# Work request 1:
Which people are named in the article about the auction of Gianni Versace's Picasso works?
# Work request 2:
Copy the stretch of the article on the Versace Picasso auction from "Art lovers from" through "anonymous telephone bidder.".
# Work request 3:
Continue the article on the Versace Picasso auction from its last sentence.

# Extract to read:

□ □ □

In an unusual auction, 25 Pablo Picasso works owned by murdered fashion designer Gianni Versace were sold off Tuesday at a standing-room-only sale.

Pablo Picasso's Young Girl with a Boat, featuring his eldest daughter Maya holding a model boat, sold for $5.98 million. The 1938 oil painting, bought by an anonymous telephone bidder, was the highlight of Sotheby's auction of drawings and oils by the Spanish artist.

Art lovers from around the world were lured to Sotheby's by the Picasso sale and a follow-up auction of impressionist paintings featuring Paul Cezanne's Bouilloire et fruits, stolen in the United States in 1978 and recovered this year.

The Cezanne still life -- a pewter pitcher and fruit painted at the height of the French impressionist's career -- surpassed the individual Picasso works in price. It fetched $29 million, also paid by an anonymous telephone bidder.

The high price tags came on the heels of Sotheby's impressionist and modernist art sale in New York in November, which took in $242.6 million dollars over two days.

"The market is very strong and people are prepared to pay top prices for highly collectable work," said Helena Newman, Sotheby's senior director and specialist in impressionist and modernist art.

For collectors, the Versace auction had the dual appeal of buying a Picasso work that was owned by a famous collector and designer, Newman said.

Versace was killed in 1997 at his Mediterranean-style palazzo in Miami Beach. He was shot twice in the head by suspected serial killer Andrew Cunanan, who later committed suicide.

The designer's art collection included five oils and 20 drawings from 1902 to the 1960s. His family sold the Picassos to trim an enormous estate, family spokesman Lou Colasuonno said.

□ □ □

# Listed entries:

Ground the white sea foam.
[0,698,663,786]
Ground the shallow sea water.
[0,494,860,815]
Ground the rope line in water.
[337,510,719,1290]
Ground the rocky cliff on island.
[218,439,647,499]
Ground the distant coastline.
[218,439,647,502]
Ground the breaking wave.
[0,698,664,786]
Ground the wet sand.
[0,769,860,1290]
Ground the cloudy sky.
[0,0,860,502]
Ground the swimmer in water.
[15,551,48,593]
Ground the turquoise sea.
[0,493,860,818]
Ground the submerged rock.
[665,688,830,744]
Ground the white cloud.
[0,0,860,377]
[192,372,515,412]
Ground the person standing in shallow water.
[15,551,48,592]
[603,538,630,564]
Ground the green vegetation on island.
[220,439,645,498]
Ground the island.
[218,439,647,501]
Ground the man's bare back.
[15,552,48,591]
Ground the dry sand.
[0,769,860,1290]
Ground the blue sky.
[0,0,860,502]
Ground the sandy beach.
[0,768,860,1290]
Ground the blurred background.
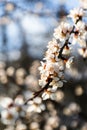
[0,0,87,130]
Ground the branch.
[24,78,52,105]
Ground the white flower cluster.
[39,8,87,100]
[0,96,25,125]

□ □ □

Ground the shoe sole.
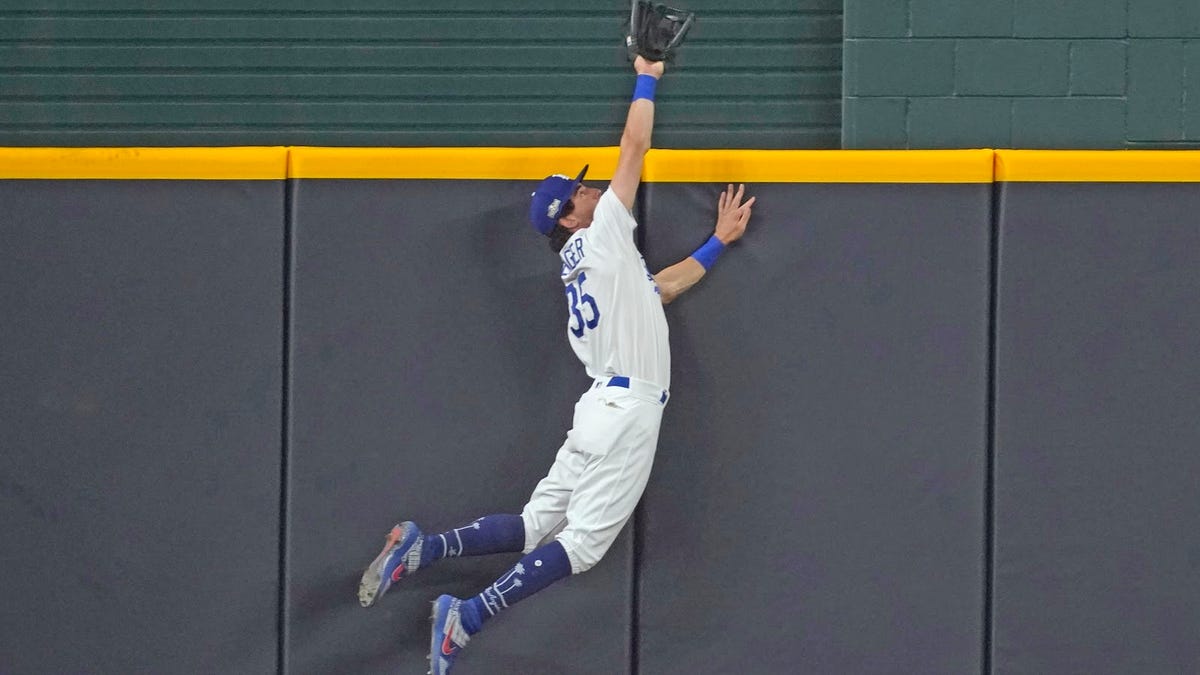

□ □ □

# Output 1:
Pablo Picasso, Gianni Versace, Maya, Paul Cezanne, Helena Newman, Andrew Cunanan, Lou Colasuonno

# Output 2:
Art lovers from around the world were lured to Sotheby's by the Picasso sale and a follow-up auction of impressionist paintings featuring Paul Cezanne's Bouilloire et fruits, stolen in the United States in 1978 and recovered this year.

The Cezanne still life -- a pewter pitcher and fruit painted at the height of the French impressionist's career -- surpassed the individual Picasso works in price. It fetched $29 million, also paid by an anonymous telephone bidder.

# Output 3:
Some of Picasso's work went for less than expected. Woman Sitting in a Chair, an oil portrait of his mistress Dora Maar, sold for only $5.28 million. It had been expected to fetch between $6.4 and $9.6 million.

For lovers of impressionist art, the Sotheby auction also offered a rare opportunity to view the long-missing Cezanne painting, which was stolen in 1978 from the Lenox, Mass., home of two pediatricians -- the late Harry Bakwin and his wife, Ruth.

The painting, circa 1888-90, was recovered in October after an insurer contacted the London-based Art Loss Register. Julian Radcliffe, chairman of the register, refused Tuesday to reveal who had the painting during the last two decades. Charges are not being filed in the case because the statute of limitations has expired, Radcliffe said.

Other highlights from Tuesday's sale included one Van Gogh work: The 1889 Oliviers avec les alpilles au fond, an ink drawing of olive trees, which brought $8.45 million.

Van Gogh's 1887 A Park In Spring was left unsold after failing to reach the minimum set price of between $4.8 and $6.4 million.